## Exercise goal:
Report the count of lines holding "metal" in the records, with no other words.

----

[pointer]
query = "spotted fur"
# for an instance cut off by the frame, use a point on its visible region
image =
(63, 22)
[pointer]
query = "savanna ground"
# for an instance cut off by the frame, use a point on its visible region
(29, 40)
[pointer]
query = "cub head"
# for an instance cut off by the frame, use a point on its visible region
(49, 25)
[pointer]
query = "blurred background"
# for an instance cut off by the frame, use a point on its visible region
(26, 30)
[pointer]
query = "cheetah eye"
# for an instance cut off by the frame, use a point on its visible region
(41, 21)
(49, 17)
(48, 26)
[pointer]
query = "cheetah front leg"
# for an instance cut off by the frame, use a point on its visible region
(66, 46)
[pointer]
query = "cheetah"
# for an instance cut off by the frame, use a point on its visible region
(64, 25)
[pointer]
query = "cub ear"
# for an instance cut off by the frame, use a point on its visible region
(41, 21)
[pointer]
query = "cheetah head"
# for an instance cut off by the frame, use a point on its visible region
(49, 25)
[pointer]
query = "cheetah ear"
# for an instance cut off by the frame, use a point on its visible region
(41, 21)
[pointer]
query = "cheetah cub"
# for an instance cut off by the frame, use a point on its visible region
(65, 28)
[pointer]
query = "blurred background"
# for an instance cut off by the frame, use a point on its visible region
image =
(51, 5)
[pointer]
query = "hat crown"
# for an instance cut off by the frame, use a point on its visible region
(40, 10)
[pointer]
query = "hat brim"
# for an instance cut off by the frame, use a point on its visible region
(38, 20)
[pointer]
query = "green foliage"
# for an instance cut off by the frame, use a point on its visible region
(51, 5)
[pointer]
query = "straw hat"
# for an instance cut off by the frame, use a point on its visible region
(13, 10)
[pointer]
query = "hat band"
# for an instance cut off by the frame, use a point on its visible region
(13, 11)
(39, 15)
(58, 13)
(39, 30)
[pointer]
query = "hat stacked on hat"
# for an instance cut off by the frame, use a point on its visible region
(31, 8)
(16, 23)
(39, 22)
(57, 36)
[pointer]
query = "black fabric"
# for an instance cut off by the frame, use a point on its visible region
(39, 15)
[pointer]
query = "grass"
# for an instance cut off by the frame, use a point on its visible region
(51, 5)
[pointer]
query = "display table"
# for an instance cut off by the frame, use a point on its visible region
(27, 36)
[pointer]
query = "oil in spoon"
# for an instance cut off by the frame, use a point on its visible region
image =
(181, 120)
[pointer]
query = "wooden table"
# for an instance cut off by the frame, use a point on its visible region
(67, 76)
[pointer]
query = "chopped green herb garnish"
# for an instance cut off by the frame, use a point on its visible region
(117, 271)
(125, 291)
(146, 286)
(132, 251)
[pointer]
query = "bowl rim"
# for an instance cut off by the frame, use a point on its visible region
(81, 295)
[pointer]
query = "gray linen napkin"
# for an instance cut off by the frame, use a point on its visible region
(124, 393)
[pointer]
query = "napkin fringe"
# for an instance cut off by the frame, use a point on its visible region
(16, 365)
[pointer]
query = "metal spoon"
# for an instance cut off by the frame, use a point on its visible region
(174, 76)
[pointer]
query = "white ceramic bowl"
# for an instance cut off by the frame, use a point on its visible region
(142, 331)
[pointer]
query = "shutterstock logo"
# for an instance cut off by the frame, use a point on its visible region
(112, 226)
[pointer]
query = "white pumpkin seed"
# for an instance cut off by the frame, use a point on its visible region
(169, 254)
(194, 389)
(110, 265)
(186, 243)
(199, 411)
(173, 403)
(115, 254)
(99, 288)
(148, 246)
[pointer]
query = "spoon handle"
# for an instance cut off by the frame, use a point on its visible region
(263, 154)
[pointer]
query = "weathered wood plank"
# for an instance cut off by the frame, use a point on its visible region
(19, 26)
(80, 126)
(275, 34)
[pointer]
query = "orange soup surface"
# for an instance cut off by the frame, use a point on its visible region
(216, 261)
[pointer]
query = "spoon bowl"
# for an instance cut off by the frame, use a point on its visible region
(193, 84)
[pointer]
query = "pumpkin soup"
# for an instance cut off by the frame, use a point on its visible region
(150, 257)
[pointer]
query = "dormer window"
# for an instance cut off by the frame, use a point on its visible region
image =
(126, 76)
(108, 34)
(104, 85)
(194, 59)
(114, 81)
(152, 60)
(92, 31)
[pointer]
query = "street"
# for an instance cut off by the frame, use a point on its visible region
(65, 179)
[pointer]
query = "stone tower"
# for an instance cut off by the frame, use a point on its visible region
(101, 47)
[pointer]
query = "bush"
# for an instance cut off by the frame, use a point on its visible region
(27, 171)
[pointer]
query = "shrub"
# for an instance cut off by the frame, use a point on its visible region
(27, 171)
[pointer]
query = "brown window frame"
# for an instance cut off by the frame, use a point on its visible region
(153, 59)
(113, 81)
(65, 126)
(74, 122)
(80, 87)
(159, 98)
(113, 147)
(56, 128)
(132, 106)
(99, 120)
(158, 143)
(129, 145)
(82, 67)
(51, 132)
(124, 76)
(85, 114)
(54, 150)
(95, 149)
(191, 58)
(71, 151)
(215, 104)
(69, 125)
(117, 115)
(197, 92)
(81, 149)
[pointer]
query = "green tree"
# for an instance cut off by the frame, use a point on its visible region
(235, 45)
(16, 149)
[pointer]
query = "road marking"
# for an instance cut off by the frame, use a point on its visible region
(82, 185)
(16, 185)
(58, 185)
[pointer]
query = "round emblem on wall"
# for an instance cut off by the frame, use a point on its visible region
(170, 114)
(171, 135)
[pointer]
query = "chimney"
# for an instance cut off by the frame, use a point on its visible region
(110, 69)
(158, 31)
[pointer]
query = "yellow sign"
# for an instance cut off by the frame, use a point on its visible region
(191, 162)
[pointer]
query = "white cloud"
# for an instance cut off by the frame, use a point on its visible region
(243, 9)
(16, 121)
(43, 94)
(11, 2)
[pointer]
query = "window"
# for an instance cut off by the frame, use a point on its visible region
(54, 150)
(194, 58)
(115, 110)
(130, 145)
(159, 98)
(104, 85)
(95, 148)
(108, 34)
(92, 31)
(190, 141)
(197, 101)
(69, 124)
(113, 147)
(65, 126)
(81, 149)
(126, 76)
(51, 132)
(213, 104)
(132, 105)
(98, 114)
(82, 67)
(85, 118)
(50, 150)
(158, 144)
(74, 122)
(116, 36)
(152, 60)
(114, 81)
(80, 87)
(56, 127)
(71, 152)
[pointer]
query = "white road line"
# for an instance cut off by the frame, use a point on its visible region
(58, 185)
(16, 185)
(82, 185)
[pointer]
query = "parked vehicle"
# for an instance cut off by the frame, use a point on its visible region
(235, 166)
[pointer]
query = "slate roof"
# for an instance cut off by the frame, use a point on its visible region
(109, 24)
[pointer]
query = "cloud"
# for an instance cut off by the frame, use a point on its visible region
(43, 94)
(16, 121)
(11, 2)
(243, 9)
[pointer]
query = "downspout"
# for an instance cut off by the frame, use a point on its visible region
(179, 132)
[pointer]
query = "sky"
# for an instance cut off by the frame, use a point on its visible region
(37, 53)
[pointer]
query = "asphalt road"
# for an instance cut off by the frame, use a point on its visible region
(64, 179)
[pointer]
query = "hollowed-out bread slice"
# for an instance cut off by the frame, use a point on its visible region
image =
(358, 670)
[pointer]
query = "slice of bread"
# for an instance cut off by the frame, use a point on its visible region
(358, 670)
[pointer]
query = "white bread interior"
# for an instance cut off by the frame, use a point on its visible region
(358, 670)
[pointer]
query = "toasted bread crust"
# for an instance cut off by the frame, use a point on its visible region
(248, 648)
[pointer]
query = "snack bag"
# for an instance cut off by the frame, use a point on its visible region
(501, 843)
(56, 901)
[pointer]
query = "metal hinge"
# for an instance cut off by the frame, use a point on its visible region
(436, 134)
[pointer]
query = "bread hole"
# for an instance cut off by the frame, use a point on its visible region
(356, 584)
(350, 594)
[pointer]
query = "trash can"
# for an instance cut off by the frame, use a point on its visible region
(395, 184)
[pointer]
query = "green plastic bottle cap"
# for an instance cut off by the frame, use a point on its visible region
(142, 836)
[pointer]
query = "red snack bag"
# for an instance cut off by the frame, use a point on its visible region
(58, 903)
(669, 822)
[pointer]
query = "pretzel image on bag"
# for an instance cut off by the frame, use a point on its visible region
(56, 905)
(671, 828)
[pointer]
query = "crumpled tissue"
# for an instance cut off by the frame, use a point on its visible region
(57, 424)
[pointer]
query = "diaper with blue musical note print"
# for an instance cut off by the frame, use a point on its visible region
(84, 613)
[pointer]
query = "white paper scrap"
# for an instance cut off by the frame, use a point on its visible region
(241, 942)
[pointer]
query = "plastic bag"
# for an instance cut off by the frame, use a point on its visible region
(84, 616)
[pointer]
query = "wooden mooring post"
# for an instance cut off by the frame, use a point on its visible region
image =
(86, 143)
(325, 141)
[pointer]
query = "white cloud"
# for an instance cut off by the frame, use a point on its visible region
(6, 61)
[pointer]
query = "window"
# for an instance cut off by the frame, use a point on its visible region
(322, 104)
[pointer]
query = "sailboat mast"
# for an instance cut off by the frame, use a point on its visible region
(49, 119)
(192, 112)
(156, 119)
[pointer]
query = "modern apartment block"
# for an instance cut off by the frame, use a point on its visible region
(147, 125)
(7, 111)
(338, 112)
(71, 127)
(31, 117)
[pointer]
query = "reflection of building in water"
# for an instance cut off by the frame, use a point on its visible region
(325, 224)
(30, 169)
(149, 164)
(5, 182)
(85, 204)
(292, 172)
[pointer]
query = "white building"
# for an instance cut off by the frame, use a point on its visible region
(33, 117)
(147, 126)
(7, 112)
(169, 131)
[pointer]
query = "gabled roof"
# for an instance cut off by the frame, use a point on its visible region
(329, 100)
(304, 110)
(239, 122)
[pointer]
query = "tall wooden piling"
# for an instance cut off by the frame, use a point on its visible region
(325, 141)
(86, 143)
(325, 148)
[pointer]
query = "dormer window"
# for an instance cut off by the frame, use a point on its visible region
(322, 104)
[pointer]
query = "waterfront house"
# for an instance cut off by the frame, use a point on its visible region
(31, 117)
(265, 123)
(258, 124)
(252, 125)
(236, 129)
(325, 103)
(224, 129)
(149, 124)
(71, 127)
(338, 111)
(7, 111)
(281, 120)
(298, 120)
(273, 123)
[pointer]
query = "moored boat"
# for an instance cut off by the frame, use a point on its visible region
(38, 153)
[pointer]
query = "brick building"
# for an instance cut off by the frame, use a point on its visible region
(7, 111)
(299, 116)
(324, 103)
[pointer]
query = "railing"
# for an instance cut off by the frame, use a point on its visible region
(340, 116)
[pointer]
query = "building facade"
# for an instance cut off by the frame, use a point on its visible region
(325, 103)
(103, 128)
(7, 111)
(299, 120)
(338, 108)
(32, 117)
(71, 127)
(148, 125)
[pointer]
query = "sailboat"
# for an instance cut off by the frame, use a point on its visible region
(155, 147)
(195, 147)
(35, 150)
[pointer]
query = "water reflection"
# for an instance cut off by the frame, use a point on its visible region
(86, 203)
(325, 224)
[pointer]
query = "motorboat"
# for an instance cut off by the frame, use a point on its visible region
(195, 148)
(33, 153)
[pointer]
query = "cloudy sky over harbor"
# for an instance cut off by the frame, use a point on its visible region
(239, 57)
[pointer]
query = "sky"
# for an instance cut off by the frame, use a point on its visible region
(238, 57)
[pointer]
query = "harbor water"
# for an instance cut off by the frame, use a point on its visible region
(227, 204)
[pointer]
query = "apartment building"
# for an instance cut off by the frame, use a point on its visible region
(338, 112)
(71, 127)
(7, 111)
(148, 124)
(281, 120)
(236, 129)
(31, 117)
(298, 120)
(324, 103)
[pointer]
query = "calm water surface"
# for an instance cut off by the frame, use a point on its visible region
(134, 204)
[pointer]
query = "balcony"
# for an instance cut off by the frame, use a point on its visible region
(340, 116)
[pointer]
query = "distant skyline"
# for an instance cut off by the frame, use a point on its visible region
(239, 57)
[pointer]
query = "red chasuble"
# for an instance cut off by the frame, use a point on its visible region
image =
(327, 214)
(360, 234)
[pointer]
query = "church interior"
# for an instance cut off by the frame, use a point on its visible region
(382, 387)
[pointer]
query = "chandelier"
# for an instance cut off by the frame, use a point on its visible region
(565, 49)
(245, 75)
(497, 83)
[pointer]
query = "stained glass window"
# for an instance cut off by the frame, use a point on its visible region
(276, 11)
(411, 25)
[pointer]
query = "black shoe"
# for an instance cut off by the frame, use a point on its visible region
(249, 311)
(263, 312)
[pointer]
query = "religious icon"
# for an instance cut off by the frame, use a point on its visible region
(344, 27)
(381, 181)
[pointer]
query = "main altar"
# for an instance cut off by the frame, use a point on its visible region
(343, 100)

----

## Output for this task:
2